↓

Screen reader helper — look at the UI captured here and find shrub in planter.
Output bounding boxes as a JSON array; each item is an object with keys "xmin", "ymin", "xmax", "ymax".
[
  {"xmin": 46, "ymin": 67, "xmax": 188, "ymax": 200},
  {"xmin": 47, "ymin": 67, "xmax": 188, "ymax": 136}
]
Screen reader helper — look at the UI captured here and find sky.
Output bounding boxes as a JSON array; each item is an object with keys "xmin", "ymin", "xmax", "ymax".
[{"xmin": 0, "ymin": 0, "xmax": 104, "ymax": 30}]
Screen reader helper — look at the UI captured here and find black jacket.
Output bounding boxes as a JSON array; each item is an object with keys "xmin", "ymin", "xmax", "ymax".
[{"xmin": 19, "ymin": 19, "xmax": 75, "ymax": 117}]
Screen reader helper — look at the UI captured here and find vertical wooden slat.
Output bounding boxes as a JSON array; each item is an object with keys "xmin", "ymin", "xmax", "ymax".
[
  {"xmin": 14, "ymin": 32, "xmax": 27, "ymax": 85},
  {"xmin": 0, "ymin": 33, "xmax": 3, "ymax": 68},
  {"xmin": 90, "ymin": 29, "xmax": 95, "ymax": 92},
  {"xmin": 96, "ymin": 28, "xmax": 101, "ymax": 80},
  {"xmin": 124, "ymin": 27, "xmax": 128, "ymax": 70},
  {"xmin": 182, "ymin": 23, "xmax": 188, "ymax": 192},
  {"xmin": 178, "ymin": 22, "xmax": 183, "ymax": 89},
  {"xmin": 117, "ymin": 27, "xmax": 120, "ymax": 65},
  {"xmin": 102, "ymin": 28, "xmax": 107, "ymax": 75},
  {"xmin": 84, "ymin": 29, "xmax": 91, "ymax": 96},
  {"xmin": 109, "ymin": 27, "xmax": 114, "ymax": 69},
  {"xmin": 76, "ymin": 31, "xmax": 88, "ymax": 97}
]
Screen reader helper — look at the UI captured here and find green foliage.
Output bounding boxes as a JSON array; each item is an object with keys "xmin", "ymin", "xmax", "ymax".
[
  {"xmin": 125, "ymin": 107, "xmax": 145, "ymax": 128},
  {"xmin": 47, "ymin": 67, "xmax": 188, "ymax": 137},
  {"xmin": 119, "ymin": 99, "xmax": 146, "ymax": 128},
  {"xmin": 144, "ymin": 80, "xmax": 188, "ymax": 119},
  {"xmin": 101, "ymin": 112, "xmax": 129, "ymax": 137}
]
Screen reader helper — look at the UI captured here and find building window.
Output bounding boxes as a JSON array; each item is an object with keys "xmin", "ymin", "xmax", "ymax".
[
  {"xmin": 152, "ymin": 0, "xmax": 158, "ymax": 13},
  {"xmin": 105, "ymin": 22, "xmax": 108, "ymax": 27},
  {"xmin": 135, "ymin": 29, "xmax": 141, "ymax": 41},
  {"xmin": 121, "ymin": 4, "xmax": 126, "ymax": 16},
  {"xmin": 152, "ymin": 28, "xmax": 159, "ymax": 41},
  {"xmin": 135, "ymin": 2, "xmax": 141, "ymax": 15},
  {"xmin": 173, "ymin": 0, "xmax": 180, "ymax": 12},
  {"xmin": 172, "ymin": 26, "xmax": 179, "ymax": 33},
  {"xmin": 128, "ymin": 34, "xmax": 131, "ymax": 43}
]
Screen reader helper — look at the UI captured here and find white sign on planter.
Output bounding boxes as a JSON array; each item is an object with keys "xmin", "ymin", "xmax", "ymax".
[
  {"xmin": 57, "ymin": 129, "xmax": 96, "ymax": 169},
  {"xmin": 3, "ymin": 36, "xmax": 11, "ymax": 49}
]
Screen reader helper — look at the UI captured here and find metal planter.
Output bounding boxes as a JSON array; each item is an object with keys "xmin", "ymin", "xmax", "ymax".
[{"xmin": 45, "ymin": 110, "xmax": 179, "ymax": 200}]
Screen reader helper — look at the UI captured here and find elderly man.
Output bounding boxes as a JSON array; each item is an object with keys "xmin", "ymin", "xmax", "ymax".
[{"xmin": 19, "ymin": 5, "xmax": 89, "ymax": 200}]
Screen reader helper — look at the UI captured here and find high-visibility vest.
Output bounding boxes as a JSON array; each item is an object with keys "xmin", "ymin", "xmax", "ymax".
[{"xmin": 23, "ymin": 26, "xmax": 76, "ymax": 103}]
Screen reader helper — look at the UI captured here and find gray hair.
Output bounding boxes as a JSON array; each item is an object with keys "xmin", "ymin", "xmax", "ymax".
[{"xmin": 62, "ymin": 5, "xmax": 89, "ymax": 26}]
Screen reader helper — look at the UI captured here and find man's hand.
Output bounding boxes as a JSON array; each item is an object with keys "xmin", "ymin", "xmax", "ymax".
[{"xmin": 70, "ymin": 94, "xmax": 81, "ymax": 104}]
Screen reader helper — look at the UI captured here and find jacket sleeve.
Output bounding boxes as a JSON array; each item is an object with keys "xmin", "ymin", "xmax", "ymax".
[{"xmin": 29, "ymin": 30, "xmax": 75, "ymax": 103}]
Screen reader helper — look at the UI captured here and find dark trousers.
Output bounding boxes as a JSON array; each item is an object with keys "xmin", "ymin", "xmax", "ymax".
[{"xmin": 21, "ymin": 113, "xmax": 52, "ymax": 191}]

↑

Produce an exact copy of the whole listing.

TASK OUTPUT -
Screen reader helper — look at the UI captured here and find shrub in planter.
Output bounding boxes as a JSON array; each item is an object with keys "xmin", "ymin", "xmax", "ymax".
[
  {"xmin": 46, "ymin": 67, "xmax": 188, "ymax": 200},
  {"xmin": 47, "ymin": 67, "xmax": 188, "ymax": 136}
]
Screen reader helper — look at the UI captured here and find sky.
Output bounding boxes as a JSON array; each item is an object with keys "xmin", "ymin", "xmax", "ymax".
[{"xmin": 0, "ymin": 0, "xmax": 104, "ymax": 30}]
Screen reader helper — look at the UI captured here and find black jacket.
Output bounding boxes as a JSON array; each item is an object with keys "xmin", "ymin", "xmax", "ymax".
[{"xmin": 19, "ymin": 19, "xmax": 75, "ymax": 117}]
Screen reader helper — look at the UI captured here and find vertical wooden slat.
Output bounding boxes as a JSON array; each item is an object with keys "xmin", "ymin", "xmax", "ymax".
[
  {"xmin": 14, "ymin": 32, "xmax": 27, "ymax": 85},
  {"xmin": 0, "ymin": 33, "xmax": 3, "ymax": 68},
  {"xmin": 90, "ymin": 29, "xmax": 95, "ymax": 92},
  {"xmin": 96, "ymin": 28, "xmax": 101, "ymax": 80},
  {"xmin": 124, "ymin": 27, "xmax": 128, "ymax": 70},
  {"xmin": 182, "ymin": 23, "xmax": 188, "ymax": 192},
  {"xmin": 178, "ymin": 22, "xmax": 183, "ymax": 89},
  {"xmin": 117, "ymin": 27, "xmax": 120, "ymax": 65},
  {"xmin": 102, "ymin": 28, "xmax": 107, "ymax": 75},
  {"xmin": 84, "ymin": 29, "xmax": 91, "ymax": 96},
  {"xmin": 109, "ymin": 27, "xmax": 114, "ymax": 69},
  {"xmin": 76, "ymin": 31, "xmax": 88, "ymax": 97}
]
Screen reader helper — look at the UI captured here and find green foliage.
Output bounding boxes as a JSON array; each item is an object with keys "xmin", "ymin", "xmax", "ymax".
[
  {"xmin": 125, "ymin": 107, "xmax": 145, "ymax": 128},
  {"xmin": 47, "ymin": 67, "xmax": 188, "ymax": 137},
  {"xmin": 119, "ymin": 99, "xmax": 146, "ymax": 128},
  {"xmin": 144, "ymin": 80, "xmax": 188, "ymax": 119},
  {"xmin": 101, "ymin": 112, "xmax": 129, "ymax": 137}
]
Screen reader helper — look at the UI captured here and find building window.
Output bounding boxes as a JSON array; each item is an object with keys "xmin", "ymin", "xmax", "ymax".
[
  {"xmin": 152, "ymin": 0, "xmax": 158, "ymax": 13},
  {"xmin": 105, "ymin": 22, "xmax": 108, "ymax": 27},
  {"xmin": 135, "ymin": 29, "xmax": 141, "ymax": 41},
  {"xmin": 121, "ymin": 4, "xmax": 126, "ymax": 16},
  {"xmin": 152, "ymin": 28, "xmax": 159, "ymax": 41},
  {"xmin": 135, "ymin": 2, "xmax": 141, "ymax": 15},
  {"xmin": 173, "ymin": 0, "xmax": 180, "ymax": 12},
  {"xmin": 172, "ymin": 26, "xmax": 179, "ymax": 33},
  {"xmin": 128, "ymin": 34, "xmax": 131, "ymax": 43}
]
Screen reader helper — look at the UI captured here and find white sign on planter.
Output bounding boxes as a JSON array; each item is an object with keys "xmin", "ymin", "xmax", "ymax".
[
  {"xmin": 57, "ymin": 129, "xmax": 96, "ymax": 169},
  {"xmin": 3, "ymin": 36, "xmax": 11, "ymax": 49}
]
Screen reader helper — look at the UI captured here and find metal planter.
Output bounding boxes as a JSON array; each item is an object with keys "xmin", "ymin", "xmax", "ymax".
[{"xmin": 45, "ymin": 110, "xmax": 179, "ymax": 200}]
Screen reader helper — look at the UI captured here and find elderly man.
Output bounding boxes as a JSON array; each item is an object with keys "xmin", "ymin", "xmax", "ymax".
[{"xmin": 19, "ymin": 5, "xmax": 89, "ymax": 200}]
Screen reader helper — look at the UI captured here and find high-visibility vest.
Output bounding boxes as a JSON array; each item is an object with keys "xmin", "ymin", "xmax", "ymax".
[{"xmin": 23, "ymin": 26, "xmax": 76, "ymax": 103}]
Screen reader helper — look at the UI captured here and find gray hair.
Output bounding boxes as a JSON array; each item is an object with keys "xmin", "ymin", "xmax", "ymax".
[{"xmin": 62, "ymin": 5, "xmax": 89, "ymax": 26}]
Screen reader helper — look at the UI captured here and find man's hand.
Output bounding boxes as a JSON array; each item is an object with keys "xmin", "ymin", "xmax", "ymax".
[{"xmin": 70, "ymin": 94, "xmax": 81, "ymax": 104}]
Screen reader helper — look at the UI captured here and find jacket sleeve.
Output bounding boxes as a JSON array; each item is an object with keys "xmin", "ymin", "xmax", "ymax".
[{"xmin": 29, "ymin": 30, "xmax": 75, "ymax": 103}]
Screen reader helper — look at the UI captured here and find dark trousers.
Output bounding boxes as a JSON array; each item is an object with keys "xmin", "ymin", "xmax", "ymax".
[{"xmin": 21, "ymin": 113, "xmax": 52, "ymax": 191}]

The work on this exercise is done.